- [Excerpt]
==================================================
Most health care professionals did not go to school to be IT managers. Yet, increasingly, most health care organizations’ projects and operations are IT-dependent, or have an IT component. This fact, combined with the inherently complex nature of health care in general — rapidly emerging treatments and medications, myriad stakeholders and partners, high-risk situations, federal regulations, etc. — creates one of the most complex environments in which to make, and implement, decisions.
For most health care executives, work revolves around solving problems. Given the complexity of the health care environment, it is critical to apply a structured approach to identifying and solving problems, as well as making the right decisions to move forward.
As learning leaders, critical thinking skills have always been an essential aspect of your skill set. However, the innovative thinking required for developing creative solutions managing multiple stakeholder expectations and conflicting requirements often can be elusive. Using methodical approaches to analyze problems and opportunities not only can help ensure correct root-cause diagnosis of your problem, but also can give you the ability to generate a number of innovative responses from which to select a solution.
In day-to-day business, we often get in a rut that confines thinking to what’s worked well in the past or we simply don’t take the time and effort required to do things right. To make truly good decisions, one needs to actively apply different thought styles to tackle different types of activities and tasks.
==================================================
- [Exercise requirements]
a. Based on the excerpt on health care decision-making, mark each statement yes or no and quote the words that settle it. (i) Most health care professionals were trained to be IT managers. (ii) Federal regulations are among the factors that make health care complex. (iii) Critical thinking skills are a new requirement for learning leaders.
b. Summarize the excerpt on health care decision-making in two sentences.
c. Answer from the excerpt on health care decision-making:
(i) What does the work of most health care executives revolve around?
(ii) Besides ensuring correct root-cause diagnosis, what can methodical approaches give you?
(iii) What does one need to actively apply to make truly good decisions?

Referring expression pointing data:
==================================================
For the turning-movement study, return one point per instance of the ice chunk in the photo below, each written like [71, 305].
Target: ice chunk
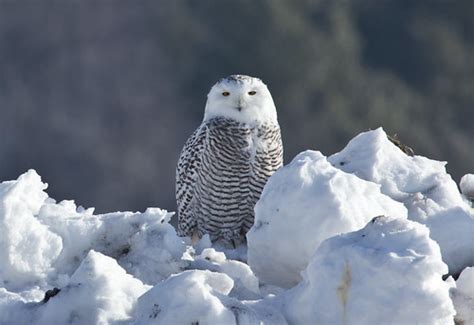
[99, 292]
[27, 247]
[428, 192]
[303, 204]
[386, 273]
[467, 186]
[191, 297]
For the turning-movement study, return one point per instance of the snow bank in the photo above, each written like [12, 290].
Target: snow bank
[99, 292]
[387, 273]
[303, 204]
[463, 297]
[27, 247]
[245, 282]
[44, 242]
[191, 297]
[428, 192]
[467, 186]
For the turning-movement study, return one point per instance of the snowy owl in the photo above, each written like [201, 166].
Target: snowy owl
[226, 162]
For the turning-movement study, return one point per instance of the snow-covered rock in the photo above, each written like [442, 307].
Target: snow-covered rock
[191, 297]
[202, 297]
[463, 297]
[43, 241]
[27, 247]
[467, 186]
[303, 204]
[245, 282]
[99, 292]
[387, 273]
[428, 192]
[145, 244]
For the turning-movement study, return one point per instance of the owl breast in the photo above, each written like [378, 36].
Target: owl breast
[236, 163]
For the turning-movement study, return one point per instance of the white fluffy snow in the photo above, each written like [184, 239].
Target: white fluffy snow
[304, 203]
[428, 192]
[387, 273]
[99, 292]
[467, 186]
[314, 219]
[192, 297]
[27, 247]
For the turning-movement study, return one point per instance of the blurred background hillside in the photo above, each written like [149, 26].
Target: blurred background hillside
[100, 96]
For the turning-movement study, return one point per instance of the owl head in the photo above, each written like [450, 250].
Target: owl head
[241, 98]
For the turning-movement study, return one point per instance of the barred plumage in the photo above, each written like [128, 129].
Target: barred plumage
[222, 170]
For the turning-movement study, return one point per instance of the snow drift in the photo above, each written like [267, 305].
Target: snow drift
[303, 204]
[391, 267]
[313, 229]
[422, 185]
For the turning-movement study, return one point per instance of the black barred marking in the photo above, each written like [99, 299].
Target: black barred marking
[220, 175]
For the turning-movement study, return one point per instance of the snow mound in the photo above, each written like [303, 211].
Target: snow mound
[191, 297]
[303, 204]
[245, 282]
[27, 247]
[428, 192]
[463, 297]
[467, 186]
[43, 242]
[99, 292]
[387, 273]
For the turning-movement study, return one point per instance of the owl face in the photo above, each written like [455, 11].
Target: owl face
[242, 98]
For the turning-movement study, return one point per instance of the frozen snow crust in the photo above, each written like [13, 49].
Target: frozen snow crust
[315, 254]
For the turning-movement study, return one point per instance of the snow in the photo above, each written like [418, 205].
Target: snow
[27, 247]
[386, 273]
[463, 297]
[99, 292]
[304, 203]
[467, 186]
[192, 297]
[315, 253]
[422, 185]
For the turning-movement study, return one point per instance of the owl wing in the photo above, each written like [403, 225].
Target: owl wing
[189, 163]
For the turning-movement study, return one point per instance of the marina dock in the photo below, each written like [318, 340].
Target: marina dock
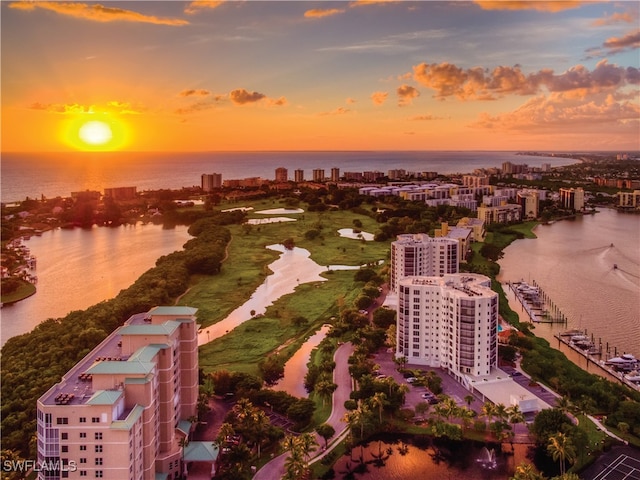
[589, 353]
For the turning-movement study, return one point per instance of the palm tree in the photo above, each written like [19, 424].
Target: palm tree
[564, 404]
[469, 400]
[488, 410]
[466, 415]
[403, 390]
[357, 417]
[561, 448]
[378, 401]
[226, 431]
[307, 445]
[526, 471]
[326, 431]
[260, 425]
[324, 389]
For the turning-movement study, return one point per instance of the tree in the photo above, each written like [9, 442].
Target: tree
[561, 448]
[378, 401]
[526, 471]
[488, 410]
[271, 369]
[326, 431]
[324, 389]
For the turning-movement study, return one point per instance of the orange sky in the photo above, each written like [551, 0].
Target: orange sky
[190, 76]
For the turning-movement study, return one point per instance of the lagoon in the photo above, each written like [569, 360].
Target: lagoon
[78, 268]
[292, 268]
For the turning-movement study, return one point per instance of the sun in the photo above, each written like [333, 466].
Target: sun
[104, 134]
[95, 132]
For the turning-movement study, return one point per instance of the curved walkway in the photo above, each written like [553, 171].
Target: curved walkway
[341, 377]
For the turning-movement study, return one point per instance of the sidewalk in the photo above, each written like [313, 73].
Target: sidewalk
[341, 377]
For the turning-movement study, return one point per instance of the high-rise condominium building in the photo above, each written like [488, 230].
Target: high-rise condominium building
[122, 411]
[572, 198]
[211, 181]
[318, 175]
[282, 175]
[448, 322]
[421, 255]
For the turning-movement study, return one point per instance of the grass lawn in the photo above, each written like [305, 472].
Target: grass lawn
[246, 345]
[25, 290]
[247, 264]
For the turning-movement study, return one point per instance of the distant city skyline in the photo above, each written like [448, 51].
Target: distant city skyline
[360, 75]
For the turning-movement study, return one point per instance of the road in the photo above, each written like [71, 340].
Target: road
[275, 468]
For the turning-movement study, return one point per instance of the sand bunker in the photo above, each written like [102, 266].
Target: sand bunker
[280, 211]
[260, 221]
[349, 233]
[292, 268]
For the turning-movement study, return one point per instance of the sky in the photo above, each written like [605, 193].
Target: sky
[305, 75]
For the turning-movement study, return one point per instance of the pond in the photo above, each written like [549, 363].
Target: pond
[424, 458]
[296, 367]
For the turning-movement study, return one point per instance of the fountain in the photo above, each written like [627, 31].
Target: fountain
[487, 458]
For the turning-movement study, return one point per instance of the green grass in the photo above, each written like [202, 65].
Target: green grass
[247, 264]
[246, 345]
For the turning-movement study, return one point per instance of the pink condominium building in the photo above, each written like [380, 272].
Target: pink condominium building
[122, 411]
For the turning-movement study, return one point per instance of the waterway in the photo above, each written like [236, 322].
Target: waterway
[422, 459]
[77, 268]
[590, 269]
[291, 269]
[296, 367]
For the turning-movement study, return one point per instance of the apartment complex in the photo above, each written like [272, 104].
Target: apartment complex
[210, 181]
[421, 255]
[282, 174]
[448, 322]
[572, 198]
[123, 410]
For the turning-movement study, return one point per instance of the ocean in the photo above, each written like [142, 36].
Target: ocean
[59, 174]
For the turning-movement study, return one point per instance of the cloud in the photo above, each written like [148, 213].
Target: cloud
[241, 96]
[378, 98]
[560, 113]
[194, 93]
[322, 12]
[630, 41]
[422, 118]
[113, 107]
[197, 5]
[539, 5]
[406, 94]
[615, 18]
[477, 83]
[277, 102]
[97, 12]
[337, 111]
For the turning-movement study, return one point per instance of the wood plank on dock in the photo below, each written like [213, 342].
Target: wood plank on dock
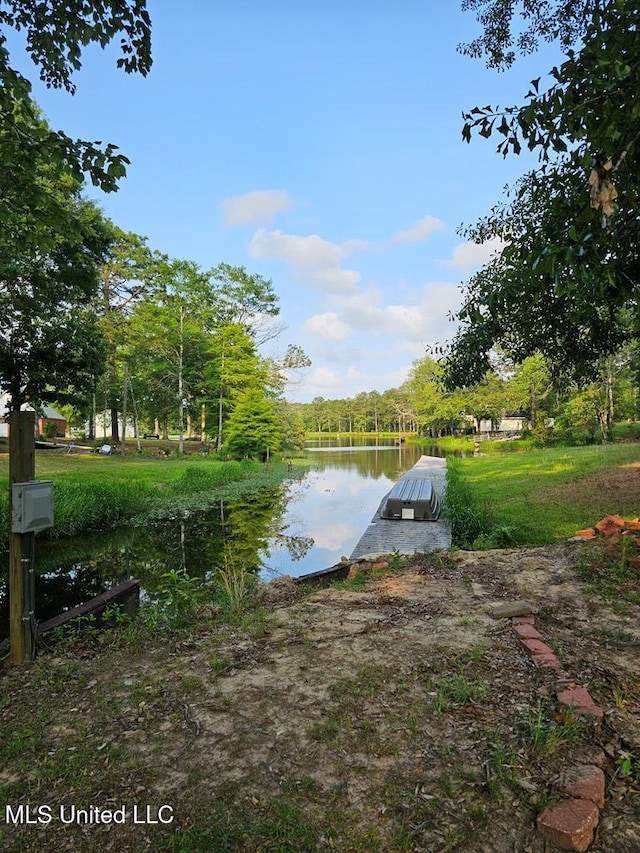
[384, 535]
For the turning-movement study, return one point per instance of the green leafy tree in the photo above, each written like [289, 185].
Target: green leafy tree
[570, 267]
[168, 342]
[245, 299]
[530, 388]
[50, 343]
[232, 368]
[130, 270]
[55, 35]
[253, 428]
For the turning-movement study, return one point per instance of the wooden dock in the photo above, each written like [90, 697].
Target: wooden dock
[384, 536]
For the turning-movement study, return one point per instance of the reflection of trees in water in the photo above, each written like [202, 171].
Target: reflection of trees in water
[372, 462]
[233, 532]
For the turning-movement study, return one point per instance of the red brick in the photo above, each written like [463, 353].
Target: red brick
[610, 524]
[587, 533]
[570, 825]
[580, 699]
[536, 647]
[584, 782]
[527, 632]
[523, 620]
[549, 660]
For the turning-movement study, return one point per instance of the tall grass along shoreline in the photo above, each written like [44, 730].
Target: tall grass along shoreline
[95, 493]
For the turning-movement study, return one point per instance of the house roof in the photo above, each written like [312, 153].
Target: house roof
[46, 411]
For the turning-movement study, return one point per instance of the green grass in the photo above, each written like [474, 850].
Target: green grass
[537, 497]
[93, 492]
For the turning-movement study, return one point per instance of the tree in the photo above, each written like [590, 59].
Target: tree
[50, 344]
[247, 300]
[168, 341]
[129, 271]
[56, 34]
[529, 387]
[570, 267]
[232, 367]
[253, 428]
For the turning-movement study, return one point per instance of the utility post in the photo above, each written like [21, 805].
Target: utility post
[22, 468]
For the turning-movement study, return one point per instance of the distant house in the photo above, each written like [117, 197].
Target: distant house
[46, 415]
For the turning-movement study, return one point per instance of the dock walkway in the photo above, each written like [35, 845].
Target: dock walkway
[384, 535]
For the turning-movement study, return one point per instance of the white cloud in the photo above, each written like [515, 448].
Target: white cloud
[420, 230]
[253, 207]
[426, 320]
[328, 325]
[468, 256]
[307, 251]
[315, 261]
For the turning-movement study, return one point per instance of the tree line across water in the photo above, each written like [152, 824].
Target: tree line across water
[574, 413]
[94, 320]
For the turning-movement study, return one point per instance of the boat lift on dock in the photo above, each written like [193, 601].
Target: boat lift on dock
[404, 533]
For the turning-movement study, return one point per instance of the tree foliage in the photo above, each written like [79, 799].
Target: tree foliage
[50, 343]
[55, 35]
[566, 281]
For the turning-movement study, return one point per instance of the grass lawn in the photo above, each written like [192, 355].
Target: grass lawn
[94, 492]
[541, 496]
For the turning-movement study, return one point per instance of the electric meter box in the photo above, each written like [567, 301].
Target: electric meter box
[31, 506]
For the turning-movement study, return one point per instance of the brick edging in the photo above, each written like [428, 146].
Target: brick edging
[570, 825]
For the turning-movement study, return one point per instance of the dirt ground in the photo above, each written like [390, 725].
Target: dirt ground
[396, 717]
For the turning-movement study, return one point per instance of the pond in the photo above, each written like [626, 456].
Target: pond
[305, 525]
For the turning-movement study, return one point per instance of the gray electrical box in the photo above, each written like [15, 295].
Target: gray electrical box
[31, 506]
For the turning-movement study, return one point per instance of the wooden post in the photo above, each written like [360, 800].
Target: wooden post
[22, 468]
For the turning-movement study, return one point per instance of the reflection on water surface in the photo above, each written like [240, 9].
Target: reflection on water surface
[303, 526]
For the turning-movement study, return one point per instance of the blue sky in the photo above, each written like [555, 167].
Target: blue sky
[319, 145]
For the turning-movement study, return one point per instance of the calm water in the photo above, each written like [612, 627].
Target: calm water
[302, 526]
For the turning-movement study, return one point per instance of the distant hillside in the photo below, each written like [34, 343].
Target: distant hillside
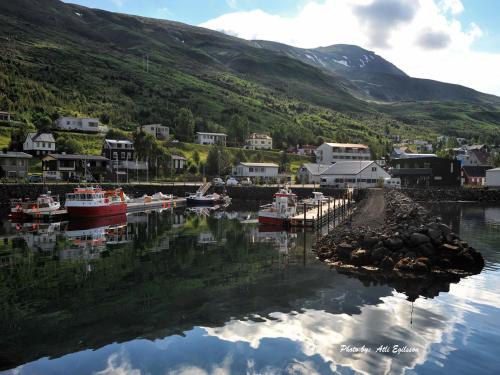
[66, 59]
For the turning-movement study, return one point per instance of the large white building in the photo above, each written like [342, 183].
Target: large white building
[39, 144]
[203, 138]
[90, 125]
[493, 177]
[257, 141]
[329, 153]
[362, 173]
[157, 130]
[263, 170]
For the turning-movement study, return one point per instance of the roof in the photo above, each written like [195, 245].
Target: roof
[475, 171]
[217, 134]
[13, 154]
[315, 169]
[177, 157]
[41, 137]
[76, 157]
[347, 167]
[352, 145]
[270, 165]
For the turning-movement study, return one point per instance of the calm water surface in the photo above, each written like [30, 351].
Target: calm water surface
[170, 293]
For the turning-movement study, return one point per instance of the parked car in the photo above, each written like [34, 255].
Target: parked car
[217, 181]
[231, 181]
[246, 182]
[34, 178]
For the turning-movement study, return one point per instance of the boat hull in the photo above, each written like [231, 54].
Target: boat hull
[97, 211]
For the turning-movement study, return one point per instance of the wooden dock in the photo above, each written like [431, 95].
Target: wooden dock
[330, 211]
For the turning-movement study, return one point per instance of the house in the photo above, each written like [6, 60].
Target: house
[90, 125]
[66, 166]
[362, 173]
[156, 130]
[5, 116]
[493, 177]
[426, 171]
[307, 150]
[39, 144]
[262, 170]
[329, 153]
[310, 173]
[258, 141]
[211, 138]
[14, 164]
[474, 175]
[178, 163]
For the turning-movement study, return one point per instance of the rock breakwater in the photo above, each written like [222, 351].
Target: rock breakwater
[410, 241]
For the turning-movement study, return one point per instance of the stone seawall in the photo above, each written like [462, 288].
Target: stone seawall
[254, 193]
[453, 194]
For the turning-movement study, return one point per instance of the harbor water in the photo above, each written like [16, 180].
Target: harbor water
[176, 292]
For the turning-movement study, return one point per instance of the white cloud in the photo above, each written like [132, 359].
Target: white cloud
[426, 40]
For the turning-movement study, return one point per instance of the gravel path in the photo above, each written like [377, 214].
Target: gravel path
[371, 210]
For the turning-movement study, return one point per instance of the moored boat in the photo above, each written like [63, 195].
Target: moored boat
[45, 204]
[283, 208]
[95, 202]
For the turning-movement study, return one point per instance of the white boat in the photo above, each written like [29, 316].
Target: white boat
[283, 208]
[45, 204]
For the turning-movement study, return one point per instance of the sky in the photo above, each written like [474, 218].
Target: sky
[456, 41]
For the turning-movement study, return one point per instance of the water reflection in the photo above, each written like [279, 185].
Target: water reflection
[182, 293]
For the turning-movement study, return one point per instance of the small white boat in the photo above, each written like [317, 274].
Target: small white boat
[45, 204]
[283, 208]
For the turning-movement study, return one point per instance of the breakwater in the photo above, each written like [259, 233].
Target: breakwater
[453, 194]
[406, 240]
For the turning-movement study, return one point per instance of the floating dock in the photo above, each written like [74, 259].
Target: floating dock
[329, 211]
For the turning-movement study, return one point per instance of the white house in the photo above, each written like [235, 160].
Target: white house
[257, 141]
[310, 173]
[263, 170]
[39, 143]
[363, 174]
[493, 177]
[90, 125]
[329, 153]
[211, 138]
[156, 130]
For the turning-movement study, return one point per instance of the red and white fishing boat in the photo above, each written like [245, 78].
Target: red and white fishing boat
[44, 205]
[283, 208]
[95, 202]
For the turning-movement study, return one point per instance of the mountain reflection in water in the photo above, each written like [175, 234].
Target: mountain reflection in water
[176, 293]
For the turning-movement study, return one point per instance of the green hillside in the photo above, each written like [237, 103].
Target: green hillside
[63, 59]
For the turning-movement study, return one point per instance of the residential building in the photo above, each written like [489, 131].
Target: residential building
[179, 163]
[426, 171]
[261, 170]
[474, 175]
[310, 173]
[90, 125]
[156, 130]
[211, 138]
[307, 150]
[39, 144]
[258, 141]
[14, 164]
[493, 177]
[65, 166]
[329, 153]
[362, 173]
[5, 116]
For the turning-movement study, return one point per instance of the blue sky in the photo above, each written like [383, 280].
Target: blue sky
[455, 41]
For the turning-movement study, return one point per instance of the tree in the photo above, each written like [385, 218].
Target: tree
[184, 125]
[218, 161]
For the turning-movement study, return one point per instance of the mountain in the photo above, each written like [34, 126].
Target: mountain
[376, 78]
[61, 58]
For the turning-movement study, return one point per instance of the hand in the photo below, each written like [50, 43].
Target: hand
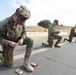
[20, 41]
[13, 44]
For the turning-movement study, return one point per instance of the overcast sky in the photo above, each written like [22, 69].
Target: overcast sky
[63, 10]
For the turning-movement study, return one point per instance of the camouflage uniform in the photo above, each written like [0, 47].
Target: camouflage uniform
[71, 35]
[52, 34]
[9, 31]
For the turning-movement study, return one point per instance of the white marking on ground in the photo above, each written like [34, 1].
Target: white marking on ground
[33, 52]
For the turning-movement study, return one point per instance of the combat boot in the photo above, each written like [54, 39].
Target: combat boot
[27, 66]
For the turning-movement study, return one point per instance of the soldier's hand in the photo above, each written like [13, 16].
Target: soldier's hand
[13, 44]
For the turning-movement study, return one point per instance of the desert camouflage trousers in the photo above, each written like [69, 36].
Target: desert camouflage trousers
[8, 51]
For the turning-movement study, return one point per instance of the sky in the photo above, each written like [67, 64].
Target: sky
[62, 10]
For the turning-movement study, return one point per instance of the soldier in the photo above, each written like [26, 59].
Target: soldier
[71, 35]
[13, 33]
[52, 34]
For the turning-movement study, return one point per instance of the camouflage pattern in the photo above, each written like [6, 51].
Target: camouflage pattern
[22, 13]
[52, 34]
[9, 31]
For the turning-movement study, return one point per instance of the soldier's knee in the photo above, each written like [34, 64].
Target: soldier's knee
[31, 40]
==================================================
- [Results for each task]
a.
(i) No: "Most health care professionals did not go to school to be IT managers."
(ii) Yes: "myriad stakeholders and partners, high-risk situations, federal regulations, etc."
(iii) No: "critical thinking skills have always been an essential aspect of your skill set."

b. Health care organizations depend more and more on IT, and together with the field's built-in complexity, this makes decisions especially hard to make and carry out. Executives therefore need structured, methodical approaches and different thought styles to diagnose problems correctly and generate innovative solutions, rather than staying in a rut.

c.
(i) Solving problems.
(ii) The ability to generate a number of innovative responses from which to select a solution.
(iii) Different thought styles.